* [GOAL] Put every line of the records below into a numbered list, skipping any blank lines. Leave the pictures out of your answer.

* [DATASET ENTRIES]
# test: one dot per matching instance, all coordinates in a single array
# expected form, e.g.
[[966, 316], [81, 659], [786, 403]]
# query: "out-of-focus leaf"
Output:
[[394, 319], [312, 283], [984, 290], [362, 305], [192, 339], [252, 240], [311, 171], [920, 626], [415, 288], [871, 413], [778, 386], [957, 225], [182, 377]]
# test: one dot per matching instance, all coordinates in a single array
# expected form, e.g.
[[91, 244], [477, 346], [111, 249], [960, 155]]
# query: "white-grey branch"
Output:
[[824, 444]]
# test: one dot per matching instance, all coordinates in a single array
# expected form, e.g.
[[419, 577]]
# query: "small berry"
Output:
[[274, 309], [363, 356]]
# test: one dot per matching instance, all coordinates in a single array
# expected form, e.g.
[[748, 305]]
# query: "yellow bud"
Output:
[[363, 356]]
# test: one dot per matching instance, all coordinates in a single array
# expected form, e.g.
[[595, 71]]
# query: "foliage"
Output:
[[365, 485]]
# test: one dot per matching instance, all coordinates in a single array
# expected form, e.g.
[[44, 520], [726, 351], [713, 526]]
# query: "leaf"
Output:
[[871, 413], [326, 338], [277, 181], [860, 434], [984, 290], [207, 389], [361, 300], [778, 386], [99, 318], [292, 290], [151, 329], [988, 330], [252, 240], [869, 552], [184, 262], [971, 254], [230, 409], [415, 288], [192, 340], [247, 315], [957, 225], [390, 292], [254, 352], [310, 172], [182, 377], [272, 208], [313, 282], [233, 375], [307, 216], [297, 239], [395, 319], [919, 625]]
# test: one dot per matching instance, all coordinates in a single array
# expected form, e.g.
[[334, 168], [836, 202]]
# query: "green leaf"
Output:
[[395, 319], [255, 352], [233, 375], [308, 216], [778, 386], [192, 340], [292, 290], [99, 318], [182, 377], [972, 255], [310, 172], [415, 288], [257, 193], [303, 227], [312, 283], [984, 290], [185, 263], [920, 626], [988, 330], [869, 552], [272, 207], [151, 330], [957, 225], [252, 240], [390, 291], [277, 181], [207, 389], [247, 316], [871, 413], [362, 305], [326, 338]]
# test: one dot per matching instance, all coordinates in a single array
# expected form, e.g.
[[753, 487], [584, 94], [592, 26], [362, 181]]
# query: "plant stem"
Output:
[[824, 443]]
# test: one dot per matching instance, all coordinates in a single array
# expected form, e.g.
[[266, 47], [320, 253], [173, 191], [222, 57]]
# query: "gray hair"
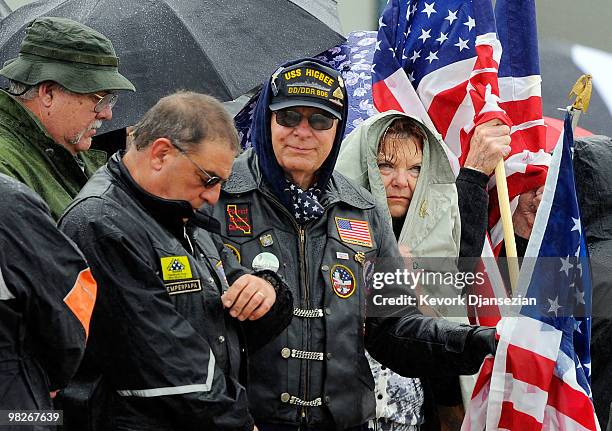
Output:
[[186, 118], [23, 91], [29, 92]]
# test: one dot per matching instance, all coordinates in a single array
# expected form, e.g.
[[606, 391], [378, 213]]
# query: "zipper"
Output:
[[301, 231]]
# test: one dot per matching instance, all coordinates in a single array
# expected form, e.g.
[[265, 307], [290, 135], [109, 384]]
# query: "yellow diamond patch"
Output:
[[175, 268]]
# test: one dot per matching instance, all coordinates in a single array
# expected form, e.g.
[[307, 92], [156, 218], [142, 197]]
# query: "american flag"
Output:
[[439, 61], [540, 377], [354, 231]]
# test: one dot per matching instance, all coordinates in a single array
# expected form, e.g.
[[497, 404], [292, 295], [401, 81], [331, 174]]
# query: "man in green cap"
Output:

* [EXPECTED ANSWER]
1. # test: one dot per matching instance, all coordinates in a single array
2. # expected form, e.g.
3. [[966, 316], [81, 659], [786, 403]]
4. # query: "out-of-focus leaf"
5. Output:
6. [[394, 319], [312, 283], [984, 290], [362, 305], [192, 339], [252, 240], [311, 171], [920, 626], [415, 288], [871, 413], [778, 386], [957, 225], [182, 377]]
7. # test: one dot per matching instance, all coordinates in a single array
8. # expected form, e.g.
9. [[91, 244], [477, 346], [111, 249], [960, 155]]
10. # query: "white-grey branch"
11. Output:
12. [[824, 444]]
13. # test: one dot per matching instance, all coordinates in a single array
14. # expected form, e.g.
15. [[419, 577]]
16. # query: "small berry"
17. Output:
18. [[274, 309], [363, 356]]
19. # test: one dot per matching instance, all coordinates in a single array
20. # expected form, e.g.
21. [[748, 305]]
22. # query: "yellow bud"
23. Output:
24. [[363, 356]]
25. # test: one dot per matching instance, all coordinates in a single array
26. # expected form, e.g.
27. [[595, 71]]
28. # query: "foliage"
29. Output:
30. [[365, 485]]
31. # test: one dot per matching instance, all coordinates in a single array
32. # expected form, e.g.
33. [[44, 520], [726, 351], [713, 526]]
34. # query: "leaf"
35. Output:
36. [[871, 413], [326, 338], [277, 181], [860, 434], [984, 290], [207, 389], [361, 300], [778, 386], [99, 318], [292, 290], [151, 329], [988, 330], [252, 240], [869, 552], [184, 262], [971, 254], [230, 409], [415, 288], [192, 340], [247, 315], [957, 225], [390, 292], [254, 352], [310, 172], [182, 377], [272, 208], [313, 282], [233, 375], [307, 216], [297, 239], [395, 319], [919, 625]]
37. # test: one dot per matching instance, all coordinates in a single array
38. # expected form, e.g.
39. [[334, 168], [836, 202]]
40. # query: "green leaf"
41. Output:
42. [[395, 319], [255, 352], [233, 375], [308, 216], [778, 386], [192, 340], [292, 290], [99, 318], [182, 377], [972, 255], [310, 172], [415, 288], [257, 193], [303, 227], [312, 283], [984, 290], [185, 263], [920, 626], [988, 330], [869, 552], [272, 207], [151, 330], [957, 225], [252, 240], [390, 291], [277, 181], [207, 389], [247, 316], [871, 413], [362, 305], [326, 338]]
43. # test: one dot per matching instance, all coordinates in a single array
44. # expected form, e.g.
45. [[753, 487], [584, 94], [592, 26], [362, 181]]
46. # query: "plant stem"
47. Output:
48. [[824, 443]]
49. # test: one dot per matching instance, all coordinates in a single array
50. # expected form, e.g.
51. [[266, 47], [320, 253], [173, 191], [222, 57]]
52. # query: "gray hair"
53. Output:
54. [[186, 118], [23, 91], [29, 92]]
55. # test: one dot per matching instance, all coordinates in a single array
56. # expected form, e.g.
57. [[606, 391], [378, 213]]
58. # query: "zipper"
59. Output:
60. [[301, 231]]
61. # test: one dot per matching instance, all coordinates in a single array
62. # expected form, e.g.
63. [[265, 307], [290, 135], [109, 384]]
64. # query: "yellow diamond patch"
65. Output:
66. [[175, 268]]
67. # test: one dot per matching instance, all coordinates in a single array
68. # expected form, e.g.
69. [[307, 92], [156, 218], [142, 197]]
70. # query: "american flag"
71. Output:
72. [[439, 61], [540, 377], [354, 231]]
73. # test: one dot per matching instance, all coordinates in a single array
74. # expected form, e.g.
75. [[497, 404], [292, 295], [401, 81], [331, 174]]
76. # query: "man in green cap"
77. Output:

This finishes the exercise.